■ Metin parçası:
★ ★ ★ ★

Mlliyet Milliyet Blog Milliyet Blog
 
Facebook Connect
Blog Kategorileri
 

04 Haziran '09

 
Kategori
Kültür - Sanat
 

yaşayarak öğrenmek

Yaşayarak öğrenmek

Ne kadar kaynatırsanız kaynatın "ölüm" suğuk bir sözcük, hem de çok soğuk.
Adam hasta yatağında yatıyor, ezrail pencereden görünmüş. Çaresiz adamı götürecek. Adam ne yapayım ne yapayım derken, aklına bebek taklidi yapmak gelmiş. Bebek gibi ağlarsam belki beni götürmez. Battaniyeyi çekmiş üstüne, başlamış bebekler gibi ınga ınga ağlamaya. Ezrail yatağın başına gelip battaniyenin bir köşesini kaldırarak; " Haydi" demiş, " addaa addaa".
Sonrası mı?
Ağa bir gün çiftliğinde dolaşırken soluk soluğa ırgatının evine girmiş. Irgatı ne olduğunu sormuş, ağa da:

-Şimdi beni sakla ne olduğunu sonra anlatırım. Beni soran olursa görmedim de, deyip ırgatın ambarının içine girmiş.

★ ★ ★ ★

[Bazı kayıtlar]
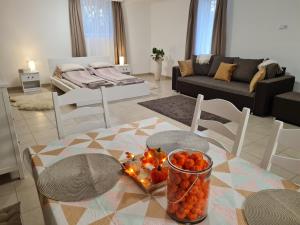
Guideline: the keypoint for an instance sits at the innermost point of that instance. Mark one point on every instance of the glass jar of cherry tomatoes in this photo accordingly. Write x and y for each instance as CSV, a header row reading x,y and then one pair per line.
x,y
188,185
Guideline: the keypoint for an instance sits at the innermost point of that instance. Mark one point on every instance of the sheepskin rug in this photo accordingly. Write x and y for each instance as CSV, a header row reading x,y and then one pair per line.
x,y
33,102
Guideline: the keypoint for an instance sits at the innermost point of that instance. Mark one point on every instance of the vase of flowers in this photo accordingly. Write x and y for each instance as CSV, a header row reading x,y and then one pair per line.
x,y
158,56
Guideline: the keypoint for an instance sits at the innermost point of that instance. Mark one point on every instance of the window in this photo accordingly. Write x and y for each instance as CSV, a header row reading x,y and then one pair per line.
x,y
98,27
204,26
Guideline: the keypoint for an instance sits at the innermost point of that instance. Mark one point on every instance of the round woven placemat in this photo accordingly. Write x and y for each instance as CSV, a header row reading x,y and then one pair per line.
x,y
273,207
79,177
177,139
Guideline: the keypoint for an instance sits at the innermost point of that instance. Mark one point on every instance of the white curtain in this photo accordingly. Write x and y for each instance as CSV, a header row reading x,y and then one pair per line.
x,y
204,26
98,27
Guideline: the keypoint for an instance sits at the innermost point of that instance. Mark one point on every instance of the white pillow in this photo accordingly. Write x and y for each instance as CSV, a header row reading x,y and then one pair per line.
x,y
100,64
70,67
203,59
266,63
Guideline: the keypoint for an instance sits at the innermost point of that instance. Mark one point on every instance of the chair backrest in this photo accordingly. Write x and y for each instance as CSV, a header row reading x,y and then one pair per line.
x,y
93,102
226,110
288,138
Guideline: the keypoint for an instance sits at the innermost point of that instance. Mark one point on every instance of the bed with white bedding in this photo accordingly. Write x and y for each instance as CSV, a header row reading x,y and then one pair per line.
x,y
115,90
111,74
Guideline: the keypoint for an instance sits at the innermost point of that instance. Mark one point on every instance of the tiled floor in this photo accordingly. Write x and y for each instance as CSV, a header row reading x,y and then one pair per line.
x,y
40,128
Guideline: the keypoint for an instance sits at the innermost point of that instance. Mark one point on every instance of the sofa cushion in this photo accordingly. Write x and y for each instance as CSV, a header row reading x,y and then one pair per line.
x,y
273,70
201,69
232,87
186,67
216,63
246,69
225,71
260,75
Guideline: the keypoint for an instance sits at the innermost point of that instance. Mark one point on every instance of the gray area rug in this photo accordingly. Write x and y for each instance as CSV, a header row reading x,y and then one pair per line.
x,y
11,215
79,177
180,108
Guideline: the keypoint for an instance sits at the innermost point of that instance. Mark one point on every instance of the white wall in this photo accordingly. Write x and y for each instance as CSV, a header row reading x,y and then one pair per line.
x,y
32,29
137,23
168,30
253,31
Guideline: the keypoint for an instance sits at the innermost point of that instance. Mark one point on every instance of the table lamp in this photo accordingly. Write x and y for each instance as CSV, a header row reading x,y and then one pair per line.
x,y
121,60
31,65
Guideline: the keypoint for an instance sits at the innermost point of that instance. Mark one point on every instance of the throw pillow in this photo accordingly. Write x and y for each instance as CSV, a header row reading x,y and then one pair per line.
x,y
216,63
203,59
225,71
70,67
186,67
260,75
11,215
273,70
246,68
201,69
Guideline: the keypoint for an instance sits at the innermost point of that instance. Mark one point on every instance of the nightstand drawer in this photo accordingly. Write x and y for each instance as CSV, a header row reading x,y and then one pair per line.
x,y
123,69
30,77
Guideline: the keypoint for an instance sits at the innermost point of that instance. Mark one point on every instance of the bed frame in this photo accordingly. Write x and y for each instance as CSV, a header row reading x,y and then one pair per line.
x,y
114,93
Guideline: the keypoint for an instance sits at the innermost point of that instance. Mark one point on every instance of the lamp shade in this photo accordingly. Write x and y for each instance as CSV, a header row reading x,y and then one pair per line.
x,y
121,60
31,65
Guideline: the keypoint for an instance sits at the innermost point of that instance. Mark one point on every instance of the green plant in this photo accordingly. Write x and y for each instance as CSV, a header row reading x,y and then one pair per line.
x,y
157,54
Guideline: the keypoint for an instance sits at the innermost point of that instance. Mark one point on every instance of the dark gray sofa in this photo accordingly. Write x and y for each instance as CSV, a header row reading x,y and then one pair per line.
x,y
237,92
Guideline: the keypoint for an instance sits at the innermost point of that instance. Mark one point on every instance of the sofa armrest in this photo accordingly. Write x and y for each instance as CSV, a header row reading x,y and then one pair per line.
x,y
267,89
175,74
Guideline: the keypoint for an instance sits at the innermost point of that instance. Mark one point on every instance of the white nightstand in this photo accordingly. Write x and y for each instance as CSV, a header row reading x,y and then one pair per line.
x,y
30,81
123,68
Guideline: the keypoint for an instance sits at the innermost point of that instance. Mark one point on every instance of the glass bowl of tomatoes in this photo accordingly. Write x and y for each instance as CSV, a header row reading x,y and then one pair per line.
x,y
188,185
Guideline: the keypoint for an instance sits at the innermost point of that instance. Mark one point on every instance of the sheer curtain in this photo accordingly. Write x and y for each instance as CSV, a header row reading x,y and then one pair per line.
x,y
204,26
98,27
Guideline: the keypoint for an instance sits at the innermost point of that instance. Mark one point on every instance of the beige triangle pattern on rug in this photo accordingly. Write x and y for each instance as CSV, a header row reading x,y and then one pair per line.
x,y
159,120
230,156
92,135
38,148
54,152
78,141
37,161
122,130
107,138
129,199
149,127
95,144
72,213
115,153
289,185
104,221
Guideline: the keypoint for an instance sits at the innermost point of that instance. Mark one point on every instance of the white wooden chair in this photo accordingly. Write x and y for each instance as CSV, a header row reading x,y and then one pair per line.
x,y
93,103
226,110
288,138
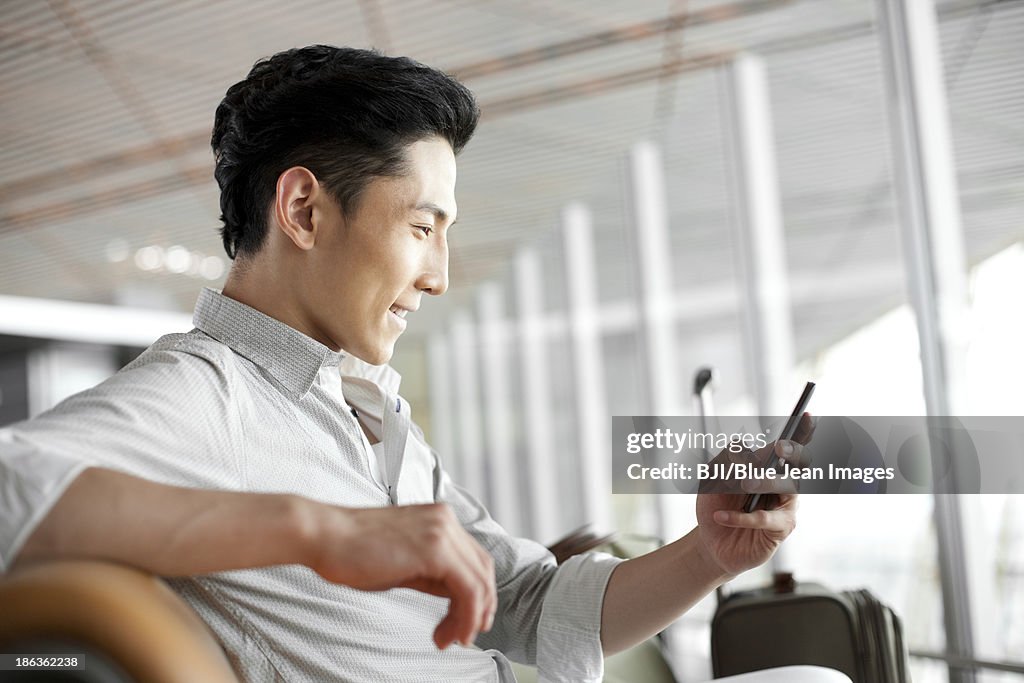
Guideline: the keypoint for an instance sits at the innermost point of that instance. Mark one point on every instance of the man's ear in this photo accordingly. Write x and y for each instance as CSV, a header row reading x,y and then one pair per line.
x,y
293,206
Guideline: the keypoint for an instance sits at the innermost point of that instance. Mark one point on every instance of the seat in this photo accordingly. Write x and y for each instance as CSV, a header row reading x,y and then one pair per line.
x,y
127,626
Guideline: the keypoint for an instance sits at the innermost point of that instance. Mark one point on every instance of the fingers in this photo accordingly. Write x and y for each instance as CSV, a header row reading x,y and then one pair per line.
x,y
467,572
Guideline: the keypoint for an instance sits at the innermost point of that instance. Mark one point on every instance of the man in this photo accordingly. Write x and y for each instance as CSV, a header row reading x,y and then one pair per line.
x,y
264,463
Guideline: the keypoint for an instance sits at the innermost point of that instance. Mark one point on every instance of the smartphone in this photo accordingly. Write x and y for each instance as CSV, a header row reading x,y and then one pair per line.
x,y
754,500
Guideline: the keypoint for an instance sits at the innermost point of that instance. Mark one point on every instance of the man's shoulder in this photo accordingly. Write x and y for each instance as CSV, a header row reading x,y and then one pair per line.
x,y
189,351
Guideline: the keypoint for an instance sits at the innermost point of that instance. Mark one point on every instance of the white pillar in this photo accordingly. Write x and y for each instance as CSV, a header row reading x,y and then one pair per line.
x,y
497,392
656,324
537,424
654,273
933,244
467,396
441,402
590,402
760,238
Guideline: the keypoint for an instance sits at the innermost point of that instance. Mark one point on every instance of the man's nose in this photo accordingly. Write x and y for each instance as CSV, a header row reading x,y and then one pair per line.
x,y
434,278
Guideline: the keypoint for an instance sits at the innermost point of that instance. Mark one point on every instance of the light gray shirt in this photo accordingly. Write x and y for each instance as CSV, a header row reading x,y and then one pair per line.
x,y
245,402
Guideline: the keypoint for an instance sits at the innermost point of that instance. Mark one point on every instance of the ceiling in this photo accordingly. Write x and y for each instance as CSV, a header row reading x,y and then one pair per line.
x,y
107,109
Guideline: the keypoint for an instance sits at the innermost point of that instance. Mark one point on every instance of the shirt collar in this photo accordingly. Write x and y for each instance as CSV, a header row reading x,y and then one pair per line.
x,y
386,377
290,356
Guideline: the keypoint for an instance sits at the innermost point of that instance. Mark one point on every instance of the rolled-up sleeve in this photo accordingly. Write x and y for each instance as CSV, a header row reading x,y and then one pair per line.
x,y
548,615
162,418
31,482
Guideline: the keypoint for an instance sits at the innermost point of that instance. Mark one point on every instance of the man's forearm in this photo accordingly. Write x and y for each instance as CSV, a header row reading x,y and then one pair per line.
x,y
648,593
170,530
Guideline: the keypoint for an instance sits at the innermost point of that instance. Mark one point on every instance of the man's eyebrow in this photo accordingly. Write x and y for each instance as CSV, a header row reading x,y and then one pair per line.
x,y
438,212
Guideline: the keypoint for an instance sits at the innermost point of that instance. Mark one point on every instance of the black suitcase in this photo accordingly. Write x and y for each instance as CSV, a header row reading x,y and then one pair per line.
x,y
807,624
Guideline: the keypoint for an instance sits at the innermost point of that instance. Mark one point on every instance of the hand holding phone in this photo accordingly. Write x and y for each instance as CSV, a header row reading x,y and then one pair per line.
x,y
791,428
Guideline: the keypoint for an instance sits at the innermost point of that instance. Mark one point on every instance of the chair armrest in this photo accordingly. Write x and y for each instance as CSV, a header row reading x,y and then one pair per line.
x,y
127,614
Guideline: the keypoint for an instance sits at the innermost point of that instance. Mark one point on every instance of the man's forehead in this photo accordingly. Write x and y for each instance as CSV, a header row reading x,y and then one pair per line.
x,y
439,212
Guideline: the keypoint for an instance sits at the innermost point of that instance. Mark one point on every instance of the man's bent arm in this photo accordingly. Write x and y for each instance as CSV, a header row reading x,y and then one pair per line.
x,y
647,593
170,530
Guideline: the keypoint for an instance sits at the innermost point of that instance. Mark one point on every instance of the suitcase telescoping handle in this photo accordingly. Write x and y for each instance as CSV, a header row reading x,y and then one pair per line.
x,y
704,388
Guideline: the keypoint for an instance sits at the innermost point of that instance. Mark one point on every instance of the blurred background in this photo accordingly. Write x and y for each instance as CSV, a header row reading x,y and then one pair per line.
x,y
780,189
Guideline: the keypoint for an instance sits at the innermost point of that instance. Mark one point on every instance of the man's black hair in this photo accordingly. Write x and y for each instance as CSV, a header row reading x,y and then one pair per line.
x,y
345,114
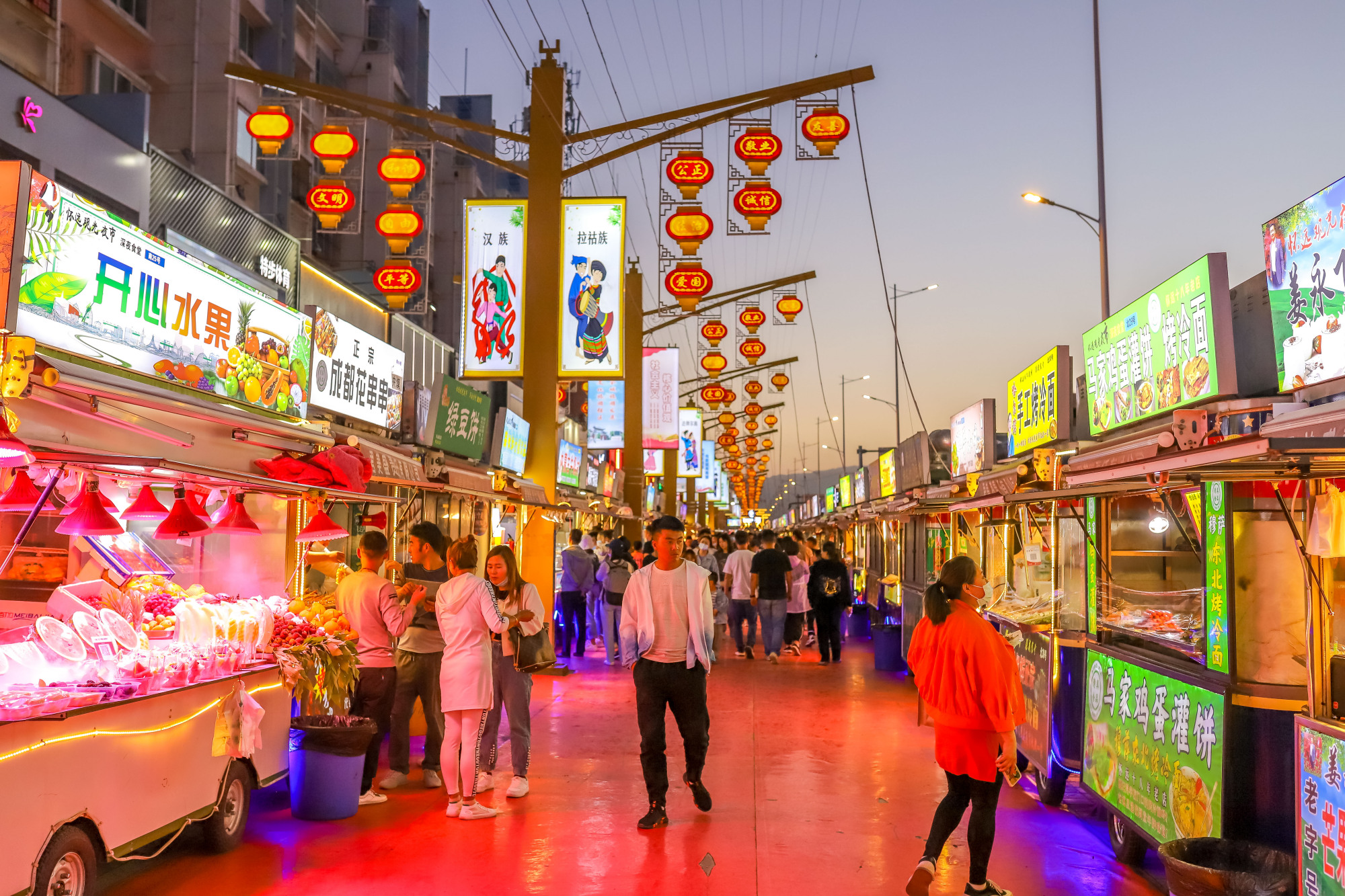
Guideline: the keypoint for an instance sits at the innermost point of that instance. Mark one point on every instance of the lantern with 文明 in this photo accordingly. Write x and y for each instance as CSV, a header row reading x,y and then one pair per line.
x,y
825,128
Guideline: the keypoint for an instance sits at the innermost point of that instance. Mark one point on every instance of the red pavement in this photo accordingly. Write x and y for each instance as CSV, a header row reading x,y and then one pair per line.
x,y
821,780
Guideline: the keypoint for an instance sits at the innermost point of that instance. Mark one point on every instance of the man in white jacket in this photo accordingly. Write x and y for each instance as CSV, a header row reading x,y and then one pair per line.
x,y
668,630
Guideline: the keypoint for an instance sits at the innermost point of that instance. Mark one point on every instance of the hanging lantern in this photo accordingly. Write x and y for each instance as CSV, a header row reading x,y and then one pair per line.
x,y
757,202
753,318
688,282
689,228
825,128
397,280
691,171
789,307
758,147
334,145
330,200
270,127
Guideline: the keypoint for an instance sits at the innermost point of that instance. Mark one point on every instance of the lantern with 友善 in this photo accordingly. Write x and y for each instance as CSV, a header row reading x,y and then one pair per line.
x,y
689,171
270,127
825,128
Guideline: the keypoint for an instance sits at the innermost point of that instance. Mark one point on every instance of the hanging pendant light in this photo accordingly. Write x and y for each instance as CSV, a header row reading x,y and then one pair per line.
x,y
181,521
89,516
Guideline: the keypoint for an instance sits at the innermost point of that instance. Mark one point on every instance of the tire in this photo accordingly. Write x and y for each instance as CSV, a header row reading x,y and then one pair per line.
x,y
68,866
225,829
1126,842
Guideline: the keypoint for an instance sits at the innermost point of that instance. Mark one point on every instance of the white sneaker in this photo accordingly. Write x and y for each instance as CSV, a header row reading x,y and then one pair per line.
x,y
393,779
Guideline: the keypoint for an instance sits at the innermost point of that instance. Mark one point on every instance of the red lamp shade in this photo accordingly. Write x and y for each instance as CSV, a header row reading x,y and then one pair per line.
x,y
270,127
146,506
825,128
89,516
691,171
182,522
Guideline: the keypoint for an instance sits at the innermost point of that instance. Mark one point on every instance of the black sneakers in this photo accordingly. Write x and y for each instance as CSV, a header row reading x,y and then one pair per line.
x,y
657,817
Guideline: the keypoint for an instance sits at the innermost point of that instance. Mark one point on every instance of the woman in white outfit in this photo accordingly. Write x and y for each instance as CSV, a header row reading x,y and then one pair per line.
x,y
467,614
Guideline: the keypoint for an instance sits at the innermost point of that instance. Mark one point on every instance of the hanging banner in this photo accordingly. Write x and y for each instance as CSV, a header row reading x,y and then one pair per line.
x,y
496,247
607,413
592,288
660,401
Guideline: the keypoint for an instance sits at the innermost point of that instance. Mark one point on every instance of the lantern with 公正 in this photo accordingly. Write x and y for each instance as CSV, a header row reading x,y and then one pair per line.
x,y
330,201
758,147
825,128
399,225
336,146
401,170
271,127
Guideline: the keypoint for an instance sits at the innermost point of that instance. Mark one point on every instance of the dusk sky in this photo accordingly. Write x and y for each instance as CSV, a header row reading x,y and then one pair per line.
x,y
972,106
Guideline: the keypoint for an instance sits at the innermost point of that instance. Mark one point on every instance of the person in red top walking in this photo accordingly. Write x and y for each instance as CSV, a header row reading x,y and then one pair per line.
x,y
968,677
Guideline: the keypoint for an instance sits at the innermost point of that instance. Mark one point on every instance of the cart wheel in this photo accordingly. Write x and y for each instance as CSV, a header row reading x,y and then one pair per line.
x,y
225,829
68,866
1126,842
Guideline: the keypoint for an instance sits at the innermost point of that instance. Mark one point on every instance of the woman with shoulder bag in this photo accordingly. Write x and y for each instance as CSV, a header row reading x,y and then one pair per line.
x,y
614,575
513,688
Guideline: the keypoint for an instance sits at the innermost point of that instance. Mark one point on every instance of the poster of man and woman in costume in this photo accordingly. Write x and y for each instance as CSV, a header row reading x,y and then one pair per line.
x,y
496,236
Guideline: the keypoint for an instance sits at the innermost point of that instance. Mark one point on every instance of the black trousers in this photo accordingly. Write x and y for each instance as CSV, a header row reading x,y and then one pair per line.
x,y
373,698
660,686
572,623
981,830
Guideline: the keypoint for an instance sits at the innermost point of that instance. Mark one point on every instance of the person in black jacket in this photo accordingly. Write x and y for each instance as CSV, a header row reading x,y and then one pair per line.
x,y
831,595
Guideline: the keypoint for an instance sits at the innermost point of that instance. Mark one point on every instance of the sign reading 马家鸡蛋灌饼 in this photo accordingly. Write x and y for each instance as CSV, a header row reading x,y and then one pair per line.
x,y
96,287
1155,748
496,245
1168,349
1035,405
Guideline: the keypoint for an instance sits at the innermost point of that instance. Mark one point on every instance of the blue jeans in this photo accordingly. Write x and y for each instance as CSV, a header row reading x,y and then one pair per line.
x,y
773,623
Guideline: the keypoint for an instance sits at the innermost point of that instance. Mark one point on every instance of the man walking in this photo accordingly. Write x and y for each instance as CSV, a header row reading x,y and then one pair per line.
x,y
668,626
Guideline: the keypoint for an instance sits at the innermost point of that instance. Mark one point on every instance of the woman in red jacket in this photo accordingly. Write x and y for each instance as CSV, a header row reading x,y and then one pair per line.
x,y
969,680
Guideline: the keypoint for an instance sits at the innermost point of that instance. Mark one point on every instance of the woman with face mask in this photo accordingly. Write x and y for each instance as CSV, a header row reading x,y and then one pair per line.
x,y
969,680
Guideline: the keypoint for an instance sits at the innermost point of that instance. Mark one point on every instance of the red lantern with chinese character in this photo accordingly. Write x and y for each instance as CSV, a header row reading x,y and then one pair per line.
x,y
270,127
688,282
399,225
330,200
689,228
753,318
334,145
758,147
397,280
757,202
825,128
691,171
401,170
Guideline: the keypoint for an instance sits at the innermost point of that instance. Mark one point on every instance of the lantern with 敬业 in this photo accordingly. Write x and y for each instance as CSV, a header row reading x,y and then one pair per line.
x,y
825,128
401,170
271,127
336,146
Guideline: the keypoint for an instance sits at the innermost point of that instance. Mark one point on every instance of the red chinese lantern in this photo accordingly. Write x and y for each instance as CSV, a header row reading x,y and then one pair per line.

★ ★ ★ ★

■ Görev 1:
Lütfen metin parçasında "Ne kadar kaynatırsanız" ile "Sonrası mı?" arasındaki bölümü, bu iki ifade de dahil olmak üzere, hiç değiştirmeden yaz.
■ Görev 2:
Metin parçasına göre hasta yatağındaki adam, Ezrail onu götürmesin diye ne yapmış?
Bu satırlara gerek yok.

■ Tam yanıt 1:
Ne kadar kaynatırsanız kaynatın "ölüm" suğuk bir sözcük, hem de çok soğuk.
Adam hasta yatağında yatıyor, ezrail pencereden görünmüş. Çaresiz adamı götürecek. Adam ne yapayım ne yapayım derken, aklına bebek taklidi yapmak gelmiş. Bebek gibi ağlarsam belki beni götürmez. Battaniyeyi çekmiş üstüne, başlamış bebekler gibi ınga ınga ağlamaya. Ezrail yatağın başına gelip battaniyenin bir köşesini kaldırarak; " Haydi" demiş, " addaa addaa".
Sonrası mı?

■ Tam yanıt 2:
Battaniyeyi üstüne çekip bebekler gibi ınga ınga ağlamaya başlamış.